Aufgabenstellung — Gib die Zeilen unverändert aus: Beginne bei der Zeile mit „instance of the sky“ und höre nach der Zeile mit „Target: sky“ auf, beide eingeschlossen.

Datensätze zur Positionsbeschriftung —
_ _ _ _ _
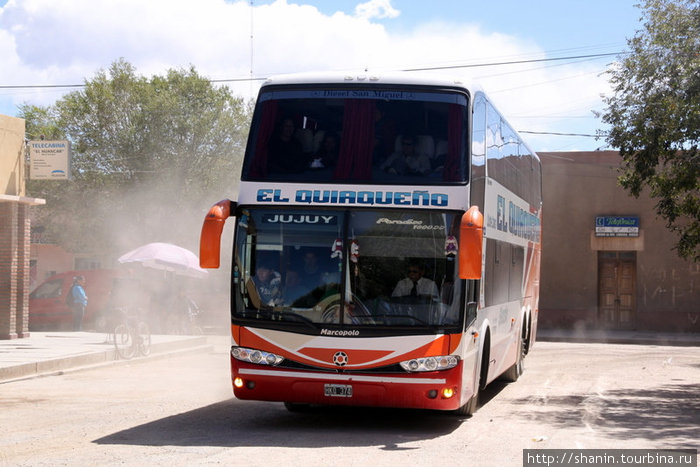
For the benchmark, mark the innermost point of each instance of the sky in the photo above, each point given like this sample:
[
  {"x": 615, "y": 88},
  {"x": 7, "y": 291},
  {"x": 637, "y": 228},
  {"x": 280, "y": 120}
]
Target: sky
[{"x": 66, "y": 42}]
_ _ _ _ _
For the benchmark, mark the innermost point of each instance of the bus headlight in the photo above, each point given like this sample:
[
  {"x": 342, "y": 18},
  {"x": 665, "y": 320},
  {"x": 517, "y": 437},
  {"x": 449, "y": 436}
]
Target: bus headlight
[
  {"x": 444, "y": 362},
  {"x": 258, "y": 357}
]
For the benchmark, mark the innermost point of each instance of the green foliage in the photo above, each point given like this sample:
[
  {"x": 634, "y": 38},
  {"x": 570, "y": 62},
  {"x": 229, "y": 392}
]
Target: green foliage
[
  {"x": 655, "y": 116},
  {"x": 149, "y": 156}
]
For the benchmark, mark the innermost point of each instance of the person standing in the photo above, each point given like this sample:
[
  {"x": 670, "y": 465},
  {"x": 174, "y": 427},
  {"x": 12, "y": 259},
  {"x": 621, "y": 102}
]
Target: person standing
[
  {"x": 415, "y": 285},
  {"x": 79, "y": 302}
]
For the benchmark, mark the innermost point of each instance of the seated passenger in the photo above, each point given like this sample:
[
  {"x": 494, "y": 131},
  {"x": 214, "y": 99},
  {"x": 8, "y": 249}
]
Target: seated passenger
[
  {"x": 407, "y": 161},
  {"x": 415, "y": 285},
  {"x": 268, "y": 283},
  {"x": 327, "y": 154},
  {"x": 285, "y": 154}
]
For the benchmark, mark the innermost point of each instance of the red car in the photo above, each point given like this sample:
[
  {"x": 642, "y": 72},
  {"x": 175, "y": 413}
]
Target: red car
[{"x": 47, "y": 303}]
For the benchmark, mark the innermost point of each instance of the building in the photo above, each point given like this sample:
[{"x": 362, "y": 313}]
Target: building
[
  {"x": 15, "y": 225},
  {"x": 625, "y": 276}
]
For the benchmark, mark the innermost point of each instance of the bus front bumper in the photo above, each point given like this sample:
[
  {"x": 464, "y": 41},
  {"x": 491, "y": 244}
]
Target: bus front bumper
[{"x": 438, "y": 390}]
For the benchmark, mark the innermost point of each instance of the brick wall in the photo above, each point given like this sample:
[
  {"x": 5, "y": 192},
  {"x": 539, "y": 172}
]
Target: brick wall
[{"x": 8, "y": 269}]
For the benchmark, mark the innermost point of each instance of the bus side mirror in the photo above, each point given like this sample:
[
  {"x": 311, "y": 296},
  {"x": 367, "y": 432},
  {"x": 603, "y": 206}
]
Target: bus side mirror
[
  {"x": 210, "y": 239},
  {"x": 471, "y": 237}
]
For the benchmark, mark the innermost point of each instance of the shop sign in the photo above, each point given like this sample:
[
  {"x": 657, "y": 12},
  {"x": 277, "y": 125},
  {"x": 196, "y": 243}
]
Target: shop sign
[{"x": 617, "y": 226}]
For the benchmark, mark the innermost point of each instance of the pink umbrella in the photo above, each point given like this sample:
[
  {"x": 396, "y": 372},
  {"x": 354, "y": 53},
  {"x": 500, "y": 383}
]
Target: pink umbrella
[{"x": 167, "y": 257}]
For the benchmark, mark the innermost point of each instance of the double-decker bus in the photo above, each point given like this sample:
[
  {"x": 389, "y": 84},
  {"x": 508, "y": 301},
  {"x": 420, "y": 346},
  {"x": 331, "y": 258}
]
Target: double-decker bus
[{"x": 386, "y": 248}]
_ _ _ _ _
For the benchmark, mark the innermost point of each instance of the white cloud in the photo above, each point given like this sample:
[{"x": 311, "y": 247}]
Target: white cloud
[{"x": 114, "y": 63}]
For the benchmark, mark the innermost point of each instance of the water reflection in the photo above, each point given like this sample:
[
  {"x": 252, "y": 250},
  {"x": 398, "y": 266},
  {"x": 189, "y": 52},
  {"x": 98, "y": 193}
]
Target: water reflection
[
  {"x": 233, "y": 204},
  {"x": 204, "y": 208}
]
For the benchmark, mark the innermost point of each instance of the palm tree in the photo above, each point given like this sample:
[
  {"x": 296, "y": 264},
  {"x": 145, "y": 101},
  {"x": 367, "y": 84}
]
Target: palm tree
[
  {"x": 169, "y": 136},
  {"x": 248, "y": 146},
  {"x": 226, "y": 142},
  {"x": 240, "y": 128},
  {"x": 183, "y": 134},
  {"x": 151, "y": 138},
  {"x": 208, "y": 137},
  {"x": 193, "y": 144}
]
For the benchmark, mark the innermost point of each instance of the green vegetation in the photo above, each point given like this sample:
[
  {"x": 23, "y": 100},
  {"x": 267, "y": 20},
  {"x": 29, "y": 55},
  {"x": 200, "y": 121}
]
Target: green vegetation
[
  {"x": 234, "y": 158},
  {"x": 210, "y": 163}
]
_ _ _ _ _
Lösung —
For the benchmark, mark the innermost point of each instance of the sky in the photo above, each point given like this sample:
[
  {"x": 615, "y": 88},
  {"x": 7, "y": 291},
  {"x": 637, "y": 228},
  {"x": 280, "y": 120}
]
Target: sky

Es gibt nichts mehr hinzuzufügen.